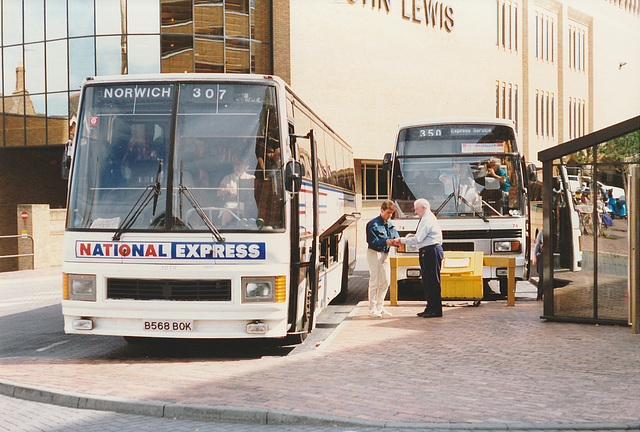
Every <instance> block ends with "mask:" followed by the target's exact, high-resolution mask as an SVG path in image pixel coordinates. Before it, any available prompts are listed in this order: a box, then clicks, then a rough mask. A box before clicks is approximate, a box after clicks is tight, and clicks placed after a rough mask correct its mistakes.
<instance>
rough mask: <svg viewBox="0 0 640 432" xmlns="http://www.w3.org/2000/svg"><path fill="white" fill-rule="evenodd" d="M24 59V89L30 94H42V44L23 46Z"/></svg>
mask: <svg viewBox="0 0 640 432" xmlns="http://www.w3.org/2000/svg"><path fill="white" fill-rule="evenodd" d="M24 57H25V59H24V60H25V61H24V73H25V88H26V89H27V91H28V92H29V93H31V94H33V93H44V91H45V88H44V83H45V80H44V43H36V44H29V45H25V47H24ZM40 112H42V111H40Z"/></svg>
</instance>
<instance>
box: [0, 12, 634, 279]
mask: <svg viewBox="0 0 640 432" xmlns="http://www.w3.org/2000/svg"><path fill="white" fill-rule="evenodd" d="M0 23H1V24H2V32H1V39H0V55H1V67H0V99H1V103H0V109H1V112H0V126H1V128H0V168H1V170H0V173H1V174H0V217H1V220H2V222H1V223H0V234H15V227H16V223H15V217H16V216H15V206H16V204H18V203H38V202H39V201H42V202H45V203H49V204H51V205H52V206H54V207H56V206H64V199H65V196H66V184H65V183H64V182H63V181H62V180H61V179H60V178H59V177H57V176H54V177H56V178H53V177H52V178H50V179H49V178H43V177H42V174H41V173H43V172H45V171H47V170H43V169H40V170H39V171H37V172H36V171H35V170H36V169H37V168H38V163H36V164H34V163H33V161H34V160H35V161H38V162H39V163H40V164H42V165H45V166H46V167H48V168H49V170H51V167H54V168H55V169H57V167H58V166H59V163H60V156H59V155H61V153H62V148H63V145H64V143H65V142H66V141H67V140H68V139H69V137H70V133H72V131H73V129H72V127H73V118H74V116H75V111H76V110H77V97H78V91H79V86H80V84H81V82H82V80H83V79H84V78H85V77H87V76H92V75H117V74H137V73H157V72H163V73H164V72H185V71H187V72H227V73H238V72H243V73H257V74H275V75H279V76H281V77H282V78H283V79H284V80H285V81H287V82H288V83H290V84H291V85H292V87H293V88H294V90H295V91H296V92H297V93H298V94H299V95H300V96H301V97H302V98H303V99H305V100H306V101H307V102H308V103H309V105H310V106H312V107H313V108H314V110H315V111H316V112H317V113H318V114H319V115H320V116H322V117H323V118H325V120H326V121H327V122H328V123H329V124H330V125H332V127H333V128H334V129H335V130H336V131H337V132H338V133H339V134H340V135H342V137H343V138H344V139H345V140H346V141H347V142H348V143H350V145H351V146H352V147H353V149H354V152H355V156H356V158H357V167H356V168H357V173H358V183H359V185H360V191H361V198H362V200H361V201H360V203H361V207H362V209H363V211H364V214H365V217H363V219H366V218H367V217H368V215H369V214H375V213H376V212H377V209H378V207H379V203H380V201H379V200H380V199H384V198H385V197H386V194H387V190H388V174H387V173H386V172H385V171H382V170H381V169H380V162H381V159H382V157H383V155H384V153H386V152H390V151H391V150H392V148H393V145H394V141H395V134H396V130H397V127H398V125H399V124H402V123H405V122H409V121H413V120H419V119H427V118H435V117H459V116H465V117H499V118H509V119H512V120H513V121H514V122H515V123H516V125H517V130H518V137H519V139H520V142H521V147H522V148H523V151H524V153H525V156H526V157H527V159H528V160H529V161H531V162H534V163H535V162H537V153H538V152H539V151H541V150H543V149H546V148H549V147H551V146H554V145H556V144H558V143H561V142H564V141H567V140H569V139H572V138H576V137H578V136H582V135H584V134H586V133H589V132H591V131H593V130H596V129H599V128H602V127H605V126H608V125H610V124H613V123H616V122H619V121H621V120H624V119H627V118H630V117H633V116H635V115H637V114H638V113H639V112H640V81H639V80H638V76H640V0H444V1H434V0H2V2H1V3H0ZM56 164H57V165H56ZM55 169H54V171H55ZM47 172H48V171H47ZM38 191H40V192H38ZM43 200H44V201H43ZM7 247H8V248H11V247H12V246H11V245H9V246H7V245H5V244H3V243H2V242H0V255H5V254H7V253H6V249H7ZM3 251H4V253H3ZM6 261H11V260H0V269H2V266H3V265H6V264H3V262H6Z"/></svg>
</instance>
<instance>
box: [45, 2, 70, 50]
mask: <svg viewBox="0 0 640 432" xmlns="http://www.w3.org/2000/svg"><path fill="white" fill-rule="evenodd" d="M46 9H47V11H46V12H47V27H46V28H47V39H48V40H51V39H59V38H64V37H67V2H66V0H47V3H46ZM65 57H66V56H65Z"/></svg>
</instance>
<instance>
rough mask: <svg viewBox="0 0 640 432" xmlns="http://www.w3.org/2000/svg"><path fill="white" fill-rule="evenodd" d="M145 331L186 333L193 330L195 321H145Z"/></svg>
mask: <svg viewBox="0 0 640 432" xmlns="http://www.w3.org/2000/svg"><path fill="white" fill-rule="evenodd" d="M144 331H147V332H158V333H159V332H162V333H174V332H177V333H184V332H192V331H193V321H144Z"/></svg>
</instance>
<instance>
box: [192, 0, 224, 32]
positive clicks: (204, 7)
§
Assigned task ->
Look over the records above and say, with no extra words, how many lines include "clicks".

Answer section ->
2